Exercise prompt: Carry on the newsletter piece about solid state drives and the aging iMac, starting after its last sentence.

Source:
● ● ●
Newsletter Issue #790
January 19th, 2015THIS WEEK’S TECH NIGHT OWL RADIO UPDATE
After returning that review iMac 5K to Apple last week, with the expected tinge of sadness, I’ve been living with a second-best configuration, my aging late 2009 iMac. Only it’s been outfitted with an OWC 1TB solid state drive, so it runs a whole lot faster. In fact, the speedier drive makes up for a far amount of the speed advantage of the 5K iMac. Not completely, mind you, but having apps launch almost instantaneously is a huge advantage. SSDs continue to drop in price, and it won’t be long before a critical mass price of $200-250 is reached for the 1TB capacity. When that happens, traditional hard drives will soon thereafter be confined to heftier storage/archival requirements.
And to think I once paid $1,200 for a 100MB drive, but that was 25 years ago. Things have certainly moved in the right direction.
● ● ●
(Records pointing to named objects)
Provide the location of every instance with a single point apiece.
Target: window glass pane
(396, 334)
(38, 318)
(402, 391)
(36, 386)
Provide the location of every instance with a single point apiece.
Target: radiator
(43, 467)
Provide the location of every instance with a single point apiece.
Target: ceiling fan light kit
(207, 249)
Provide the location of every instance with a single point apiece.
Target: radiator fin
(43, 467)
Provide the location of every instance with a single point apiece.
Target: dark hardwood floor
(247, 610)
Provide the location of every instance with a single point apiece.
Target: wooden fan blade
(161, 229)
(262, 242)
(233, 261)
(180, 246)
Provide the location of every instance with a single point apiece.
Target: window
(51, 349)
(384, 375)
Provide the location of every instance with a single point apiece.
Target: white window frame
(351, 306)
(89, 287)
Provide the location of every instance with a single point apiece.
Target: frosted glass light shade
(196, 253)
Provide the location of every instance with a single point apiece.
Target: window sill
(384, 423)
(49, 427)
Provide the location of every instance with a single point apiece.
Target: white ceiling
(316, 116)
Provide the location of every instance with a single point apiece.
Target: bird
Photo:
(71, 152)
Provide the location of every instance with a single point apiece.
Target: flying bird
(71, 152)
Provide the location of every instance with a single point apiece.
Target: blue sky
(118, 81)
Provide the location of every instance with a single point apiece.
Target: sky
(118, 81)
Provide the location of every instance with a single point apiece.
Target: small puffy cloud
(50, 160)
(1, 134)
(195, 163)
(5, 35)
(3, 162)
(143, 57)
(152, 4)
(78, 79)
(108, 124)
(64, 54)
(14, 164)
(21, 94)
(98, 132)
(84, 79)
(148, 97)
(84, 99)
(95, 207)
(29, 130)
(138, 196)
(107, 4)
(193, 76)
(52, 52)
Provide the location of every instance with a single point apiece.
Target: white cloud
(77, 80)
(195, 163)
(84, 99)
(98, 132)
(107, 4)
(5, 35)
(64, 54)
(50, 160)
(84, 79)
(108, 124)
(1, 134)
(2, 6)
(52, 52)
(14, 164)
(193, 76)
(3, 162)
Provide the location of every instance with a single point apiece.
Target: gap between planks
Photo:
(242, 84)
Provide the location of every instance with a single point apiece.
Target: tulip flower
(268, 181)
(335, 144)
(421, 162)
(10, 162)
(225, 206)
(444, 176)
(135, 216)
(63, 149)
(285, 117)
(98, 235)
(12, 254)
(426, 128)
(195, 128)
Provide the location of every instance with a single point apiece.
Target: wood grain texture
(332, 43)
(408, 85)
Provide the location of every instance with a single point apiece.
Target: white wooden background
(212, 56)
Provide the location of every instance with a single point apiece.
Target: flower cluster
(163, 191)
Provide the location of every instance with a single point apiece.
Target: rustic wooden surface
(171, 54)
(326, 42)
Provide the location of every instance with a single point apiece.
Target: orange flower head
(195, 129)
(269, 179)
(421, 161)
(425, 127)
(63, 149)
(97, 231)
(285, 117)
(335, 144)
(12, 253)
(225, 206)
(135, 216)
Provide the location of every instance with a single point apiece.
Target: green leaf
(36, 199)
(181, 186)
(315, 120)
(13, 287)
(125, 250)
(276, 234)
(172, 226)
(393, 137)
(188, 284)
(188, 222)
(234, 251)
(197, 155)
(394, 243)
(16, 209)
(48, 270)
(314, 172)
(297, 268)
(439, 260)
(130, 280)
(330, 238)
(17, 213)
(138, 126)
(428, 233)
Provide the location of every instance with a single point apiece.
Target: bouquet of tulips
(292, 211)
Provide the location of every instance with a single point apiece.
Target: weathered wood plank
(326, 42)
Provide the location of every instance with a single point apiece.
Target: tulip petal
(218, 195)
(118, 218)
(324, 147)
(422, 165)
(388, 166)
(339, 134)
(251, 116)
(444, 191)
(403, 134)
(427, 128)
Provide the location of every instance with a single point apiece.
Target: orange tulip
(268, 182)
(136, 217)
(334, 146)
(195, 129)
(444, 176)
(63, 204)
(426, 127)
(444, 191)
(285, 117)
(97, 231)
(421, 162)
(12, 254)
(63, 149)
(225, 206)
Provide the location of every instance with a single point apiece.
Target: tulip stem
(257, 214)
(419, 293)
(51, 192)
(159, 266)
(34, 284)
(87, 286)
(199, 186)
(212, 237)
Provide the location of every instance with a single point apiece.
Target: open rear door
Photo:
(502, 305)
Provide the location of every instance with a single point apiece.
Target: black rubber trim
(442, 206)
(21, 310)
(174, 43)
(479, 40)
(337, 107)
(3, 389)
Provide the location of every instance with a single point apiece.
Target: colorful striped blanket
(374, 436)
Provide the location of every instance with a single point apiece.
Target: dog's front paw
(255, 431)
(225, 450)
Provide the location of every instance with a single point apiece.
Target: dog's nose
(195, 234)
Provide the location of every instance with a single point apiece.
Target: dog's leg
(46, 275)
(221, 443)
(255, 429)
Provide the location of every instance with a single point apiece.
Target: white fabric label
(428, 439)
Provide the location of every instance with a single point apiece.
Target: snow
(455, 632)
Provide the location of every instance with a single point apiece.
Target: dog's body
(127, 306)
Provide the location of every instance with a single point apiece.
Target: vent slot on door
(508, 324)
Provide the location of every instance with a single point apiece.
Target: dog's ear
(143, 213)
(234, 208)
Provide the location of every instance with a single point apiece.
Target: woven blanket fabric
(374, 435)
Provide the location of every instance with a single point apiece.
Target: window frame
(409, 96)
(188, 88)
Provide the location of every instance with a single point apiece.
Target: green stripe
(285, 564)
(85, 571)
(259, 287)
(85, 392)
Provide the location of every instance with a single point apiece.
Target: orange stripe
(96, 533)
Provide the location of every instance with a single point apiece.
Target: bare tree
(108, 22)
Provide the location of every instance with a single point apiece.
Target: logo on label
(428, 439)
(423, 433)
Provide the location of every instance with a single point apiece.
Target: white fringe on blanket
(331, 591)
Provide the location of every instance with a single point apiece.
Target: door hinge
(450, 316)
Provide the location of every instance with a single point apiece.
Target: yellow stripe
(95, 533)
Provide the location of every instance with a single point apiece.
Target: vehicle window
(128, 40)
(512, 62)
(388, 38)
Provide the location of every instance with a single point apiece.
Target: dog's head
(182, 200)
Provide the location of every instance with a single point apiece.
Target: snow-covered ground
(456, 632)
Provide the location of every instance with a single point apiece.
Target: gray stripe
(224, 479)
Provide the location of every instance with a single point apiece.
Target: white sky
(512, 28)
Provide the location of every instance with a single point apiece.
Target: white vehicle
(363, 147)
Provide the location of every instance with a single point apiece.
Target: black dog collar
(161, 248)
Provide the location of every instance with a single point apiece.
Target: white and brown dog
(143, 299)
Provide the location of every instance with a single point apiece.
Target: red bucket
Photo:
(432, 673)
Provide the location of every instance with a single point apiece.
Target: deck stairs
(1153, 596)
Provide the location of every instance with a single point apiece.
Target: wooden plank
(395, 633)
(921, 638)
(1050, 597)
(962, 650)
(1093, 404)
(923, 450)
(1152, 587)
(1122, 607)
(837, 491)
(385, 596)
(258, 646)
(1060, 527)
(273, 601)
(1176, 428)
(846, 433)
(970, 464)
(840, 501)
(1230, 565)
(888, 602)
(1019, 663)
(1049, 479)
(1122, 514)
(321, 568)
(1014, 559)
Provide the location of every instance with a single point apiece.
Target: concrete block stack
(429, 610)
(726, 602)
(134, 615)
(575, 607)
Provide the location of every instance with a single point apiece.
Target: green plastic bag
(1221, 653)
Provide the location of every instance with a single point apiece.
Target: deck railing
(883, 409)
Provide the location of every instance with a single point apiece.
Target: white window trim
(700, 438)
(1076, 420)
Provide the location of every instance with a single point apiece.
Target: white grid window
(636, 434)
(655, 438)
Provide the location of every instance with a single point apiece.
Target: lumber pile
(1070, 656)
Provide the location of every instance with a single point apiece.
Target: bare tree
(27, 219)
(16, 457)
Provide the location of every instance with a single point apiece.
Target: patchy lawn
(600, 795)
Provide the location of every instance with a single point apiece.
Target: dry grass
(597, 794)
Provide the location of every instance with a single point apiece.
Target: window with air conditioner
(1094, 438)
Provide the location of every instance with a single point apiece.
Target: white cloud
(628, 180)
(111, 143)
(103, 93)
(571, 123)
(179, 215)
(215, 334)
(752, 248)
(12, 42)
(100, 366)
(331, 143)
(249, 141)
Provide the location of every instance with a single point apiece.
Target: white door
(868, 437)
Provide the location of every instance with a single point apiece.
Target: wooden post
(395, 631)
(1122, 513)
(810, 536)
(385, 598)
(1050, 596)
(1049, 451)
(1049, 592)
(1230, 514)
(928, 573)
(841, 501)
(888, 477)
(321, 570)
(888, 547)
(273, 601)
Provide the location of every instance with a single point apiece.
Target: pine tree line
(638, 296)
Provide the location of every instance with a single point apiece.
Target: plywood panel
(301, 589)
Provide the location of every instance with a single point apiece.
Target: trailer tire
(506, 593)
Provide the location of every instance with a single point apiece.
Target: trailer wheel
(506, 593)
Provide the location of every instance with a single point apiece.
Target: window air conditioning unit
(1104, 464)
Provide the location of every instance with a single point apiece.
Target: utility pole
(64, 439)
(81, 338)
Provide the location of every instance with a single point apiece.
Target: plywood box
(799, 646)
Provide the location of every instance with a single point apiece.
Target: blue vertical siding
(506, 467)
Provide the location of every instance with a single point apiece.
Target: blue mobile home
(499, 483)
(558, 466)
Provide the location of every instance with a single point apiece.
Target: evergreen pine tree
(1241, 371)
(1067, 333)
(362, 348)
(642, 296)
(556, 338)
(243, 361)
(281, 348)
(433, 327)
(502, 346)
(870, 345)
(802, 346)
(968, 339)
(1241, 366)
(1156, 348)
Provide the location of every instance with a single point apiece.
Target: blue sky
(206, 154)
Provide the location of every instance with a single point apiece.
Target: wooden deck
● ● ●
Result for this exercise:
Now on this week’s episode of the The Tech Night Owl LIVE, we featured tech writer/editor Adam Engst, of TidBITS and Take Control Books, who discussed a variety of subjects with Gene. First up was the recent SSD upgrade of my old iMac, which involved a long, annoying installation process that started with plucking the display glass from the chassis with suction cups. This lead to a wider discussion about the difficulty or impossibility of installing upgrades on most Macs, along with the recent complaints about the supposed decline in Apple software quality.
You also heard from Bryan Chaffin, co-founder and co-publisher of The Mac Observer, who offered a pithy response to rumors that Apple is going to soon release a 12-inch MacBook Air with a single peripheral port. He also covered the complaints about serious bugs with OS X Yosemite and iOS 8, and, as our resident watch expert, delivered more of his feelings about the forthcoming Apple Watch.
As regular readers know, I think the complaints about the decline in Apple software quality are somewhat overblown. There have always been problems, but with Apple now in the forefront of tech companies, with a market cap to die for, it’s incumbent on them to straighten things out. So, for example, even though Apple’s iOS 8.0.1 failure wasn’t near as serious as some of the failed patches released by Microsoft, it was bad enough to merit intense press coverage. Even if you compare that broken update to the top 10 buggiest Microsoft patches of the year, it’s not enough.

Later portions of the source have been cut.